##### Given passage

Local LLM Mode¶
FAIRE talks to LLMs through langchain_openai.ChatOpenAI, which speaks the
standard OpenAI Chat Completions protocol. By default we POST to OpenRouter
(cloud). To run locally, point OPENAI_API_BASE at any OpenAI-compatible
endpoint — MLX, Ollama, vLLM, LMStudio, anything. That's the entire
integration. No code branches, no parallel pipelines.
Quick start (Apple Silicon, MLX)¶
# One-time: install mlx-lm, download ~24GB of pre-quantized Qwen models,
# launch a server on :8080. Keep this terminal open.
./scripts/local-setup.sh
Then in agents/.env:
OPENAI_API_BASE=http://127.0.0.1:8080/v1
# These names must match what your local server exposes
WRITER_MODEL=mlx-community/Qwen2.5-Coder-32B-Instruct-4bit
MVB_MODEL=mlx-community/Qwen2.5-Coder-32B-Instruct-4bit
REVIEWER_MODEL=mlx-community/Qwen2.5-7B-Instruct-4bit
CRITIC_MODEL=mlx-community/Qwen2.5-7B-Instruct-4bit
RESEARCH_MODEL=mlx-community/Qwen2.5-7B-Instruct-4bit
FALLBACK_MODEL=mlx-community/Qwen2.5-7B-Instruct-4bit
Restart the agent normally — everything else works as-is:
Verify¶
# Server is up and serving the model
curl http://127.0.0.1:8080/v1/models
# A live page generation hits the local server (watch the MLX terminal)
curl -X POST "http://127.0.0.1:8765/generate?topic=foo&track=01-ai&page_type=core-concept&depth_emphasis=applied"
In agents/logs/server.log you'll see the usual cycle output. The MLX server's
own log shows the inference calls — that's how you confirm cloud isn't being
hit.

##########
##### Material shown

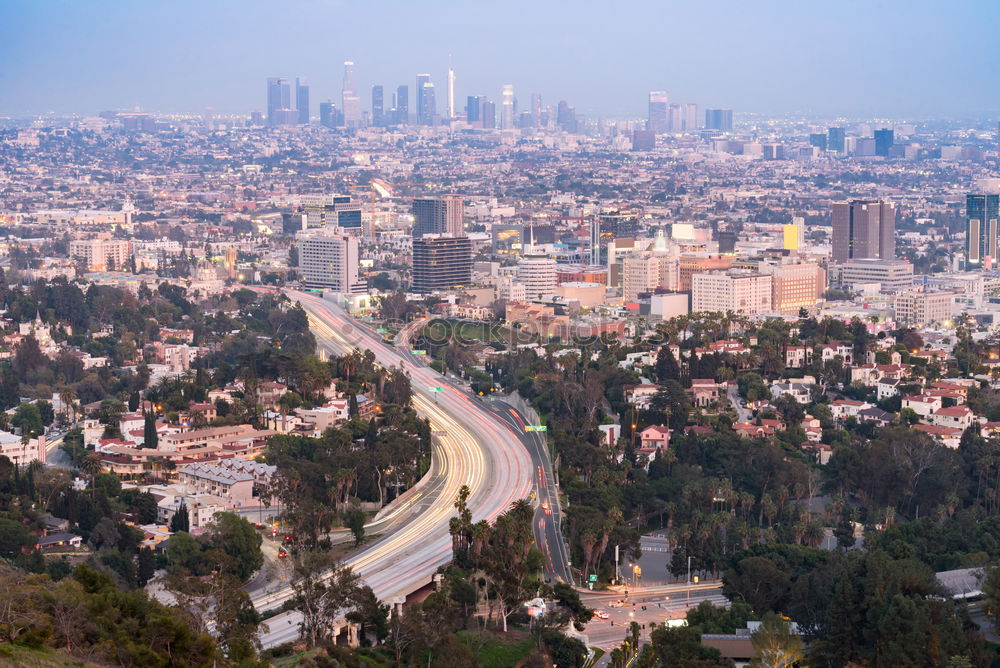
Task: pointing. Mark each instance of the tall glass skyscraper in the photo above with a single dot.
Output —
(302, 100)
(657, 117)
(982, 214)
(402, 105)
(279, 100)
(378, 107)
(426, 105)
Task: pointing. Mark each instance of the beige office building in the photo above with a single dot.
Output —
(743, 292)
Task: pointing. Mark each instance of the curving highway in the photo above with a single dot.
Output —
(470, 448)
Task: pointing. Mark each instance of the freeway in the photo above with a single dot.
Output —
(470, 448)
(547, 520)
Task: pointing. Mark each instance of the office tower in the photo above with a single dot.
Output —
(727, 242)
(330, 116)
(350, 102)
(864, 229)
(645, 271)
(819, 140)
(835, 138)
(472, 110)
(566, 117)
(425, 115)
(738, 291)
(982, 214)
(643, 140)
(302, 100)
(883, 142)
(537, 273)
(657, 115)
(330, 261)
(507, 108)
(402, 116)
(451, 92)
(674, 118)
(488, 110)
(690, 117)
(438, 215)
(279, 100)
(795, 286)
(441, 263)
(378, 107)
(719, 119)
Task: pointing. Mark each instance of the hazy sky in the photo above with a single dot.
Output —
(889, 58)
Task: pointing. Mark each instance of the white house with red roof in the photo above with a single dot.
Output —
(923, 405)
(956, 417)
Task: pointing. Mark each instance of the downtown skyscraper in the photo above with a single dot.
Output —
(982, 216)
(350, 102)
(426, 104)
(657, 114)
(279, 102)
(507, 111)
(302, 100)
(378, 106)
(864, 230)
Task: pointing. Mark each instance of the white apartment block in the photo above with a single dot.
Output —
(330, 261)
(740, 292)
(644, 272)
(920, 309)
(101, 254)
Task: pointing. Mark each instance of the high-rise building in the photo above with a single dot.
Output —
(864, 229)
(378, 106)
(537, 273)
(402, 114)
(488, 110)
(507, 108)
(883, 142)
(472, 109)
(441, 262)
(690, 117)
(302, 100)
(439, 215)
(330, 116)
(795, 286)
(350, 102)
(451, 92)
(719, 119)
(675, 118)
(818, 139)
(426, 108)
(738, 291)
(645, 271)
(279, 100)
(982, 236)
(330, 261)
(835, 139)
(657, 114)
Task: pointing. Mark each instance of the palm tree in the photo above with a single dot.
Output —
(91, 465)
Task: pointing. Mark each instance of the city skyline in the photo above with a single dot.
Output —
(775, 59)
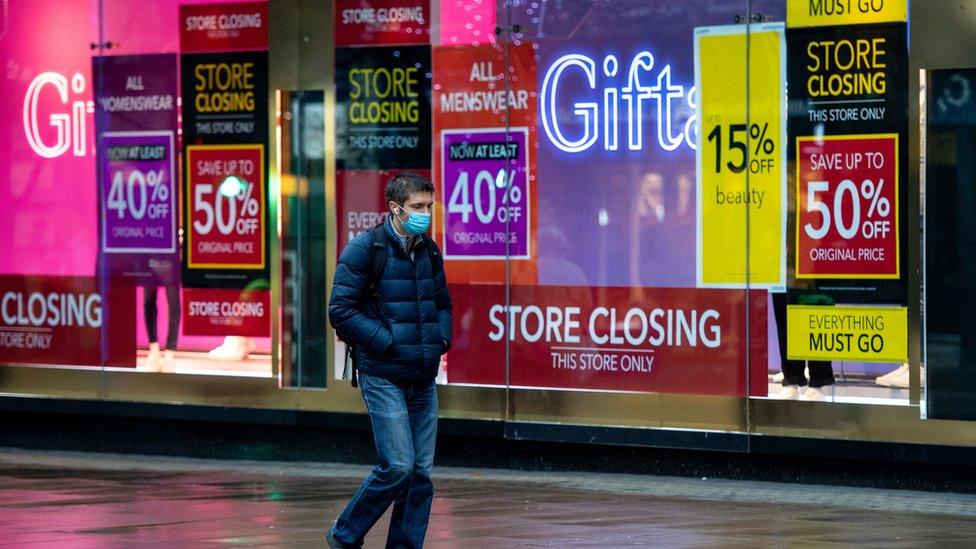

##########

> Work order
Print the portion of the Local LLM Mode page starting at "Quick start (Apple" and ending at "this terminal open.", word for word.

> Task result
Quick start (Apple Silicon, MLX)¶
# One-time: install mlx-lm, download ~24GB of pre-quantized Qwen models,
# launch a server on :8080. Keep this terminal open.